* Aim of the exercise *
With the line containing "Target: white ceiling" as the starting point, output every line of the data below through its final line, character for character.

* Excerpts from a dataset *
........

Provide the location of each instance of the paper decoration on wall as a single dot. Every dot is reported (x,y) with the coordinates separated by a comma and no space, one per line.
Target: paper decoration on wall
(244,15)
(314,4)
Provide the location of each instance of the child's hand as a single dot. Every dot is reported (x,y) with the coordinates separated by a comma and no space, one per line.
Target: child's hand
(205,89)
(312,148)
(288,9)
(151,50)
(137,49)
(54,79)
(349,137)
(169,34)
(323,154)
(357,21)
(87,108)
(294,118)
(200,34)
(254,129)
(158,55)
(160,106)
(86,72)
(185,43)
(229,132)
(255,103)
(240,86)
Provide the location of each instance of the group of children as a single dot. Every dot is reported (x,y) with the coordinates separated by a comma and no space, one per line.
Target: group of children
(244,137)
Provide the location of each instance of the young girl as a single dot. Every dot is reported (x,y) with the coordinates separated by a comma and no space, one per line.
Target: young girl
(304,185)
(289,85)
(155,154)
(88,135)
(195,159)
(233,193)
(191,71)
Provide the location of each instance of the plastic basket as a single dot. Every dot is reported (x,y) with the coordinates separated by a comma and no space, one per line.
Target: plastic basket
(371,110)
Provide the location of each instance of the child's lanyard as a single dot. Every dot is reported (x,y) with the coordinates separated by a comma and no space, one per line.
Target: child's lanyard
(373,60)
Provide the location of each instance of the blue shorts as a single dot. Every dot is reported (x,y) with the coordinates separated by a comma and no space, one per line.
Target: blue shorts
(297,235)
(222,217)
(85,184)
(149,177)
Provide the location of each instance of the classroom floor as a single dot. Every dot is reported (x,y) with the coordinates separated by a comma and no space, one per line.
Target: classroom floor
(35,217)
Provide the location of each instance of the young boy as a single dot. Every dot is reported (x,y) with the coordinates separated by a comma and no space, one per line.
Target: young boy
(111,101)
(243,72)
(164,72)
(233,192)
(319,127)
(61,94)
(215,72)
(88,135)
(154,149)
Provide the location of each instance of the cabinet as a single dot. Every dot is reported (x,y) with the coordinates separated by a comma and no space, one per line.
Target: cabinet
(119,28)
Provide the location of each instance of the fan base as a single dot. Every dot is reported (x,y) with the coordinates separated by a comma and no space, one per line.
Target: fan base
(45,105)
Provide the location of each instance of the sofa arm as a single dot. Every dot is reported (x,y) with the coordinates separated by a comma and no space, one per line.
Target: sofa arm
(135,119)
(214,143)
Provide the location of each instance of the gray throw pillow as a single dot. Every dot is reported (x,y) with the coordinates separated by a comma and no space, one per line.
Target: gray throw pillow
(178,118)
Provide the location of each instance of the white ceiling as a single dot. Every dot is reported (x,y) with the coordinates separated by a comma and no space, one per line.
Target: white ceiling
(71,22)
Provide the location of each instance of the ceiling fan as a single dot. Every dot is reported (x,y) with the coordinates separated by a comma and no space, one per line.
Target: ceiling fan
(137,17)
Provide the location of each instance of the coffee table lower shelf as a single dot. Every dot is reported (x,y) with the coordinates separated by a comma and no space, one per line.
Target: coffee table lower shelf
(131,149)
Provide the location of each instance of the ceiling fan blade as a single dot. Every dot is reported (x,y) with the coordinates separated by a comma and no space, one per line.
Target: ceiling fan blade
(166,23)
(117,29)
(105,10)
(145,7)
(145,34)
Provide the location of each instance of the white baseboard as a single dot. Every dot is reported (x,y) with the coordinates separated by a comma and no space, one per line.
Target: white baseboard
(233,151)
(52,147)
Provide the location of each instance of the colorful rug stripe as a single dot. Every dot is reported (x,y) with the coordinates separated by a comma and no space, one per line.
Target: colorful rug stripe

........

* Result of the exercise *
Target: white ceiling
(71,22)
Provide the location of each instance of the ceiling fan as a single dot. Every dot is reported (x,y) with the coordinates separated by a comma and no space, one per line.
Target: ceiling fan
(137,17)
Provide the location of each instance of the coffee table lower shelf as a single dot. Every dot is reported (x,y) with the coordinates separated by a comma and no space, one per line.
Target: coffee table lower shelf
(131,149)
Provide the location of each instance of the ceiling fan blade as a single dot. Every dot is reported (x,y) with the coordinates separated by a comma and no space, one per line.
Target: ceiling fan blade
(166,23)
(117,29)
(105,10)
(145,7)
(145,34)
Provide the location of each instance of the white baseboard as a single dot. Every dot is reported (x,y) with the coordinates separated by a comma and no space, one per line.
Target: white baseboard
(233,151)
(52,147)
Provide the location of each instance of the colorful rug stripe as a single dot. Every dot is reported (x,y) with the coordinates separated by a comma and no space, one per line.
Target: colorful rug stripe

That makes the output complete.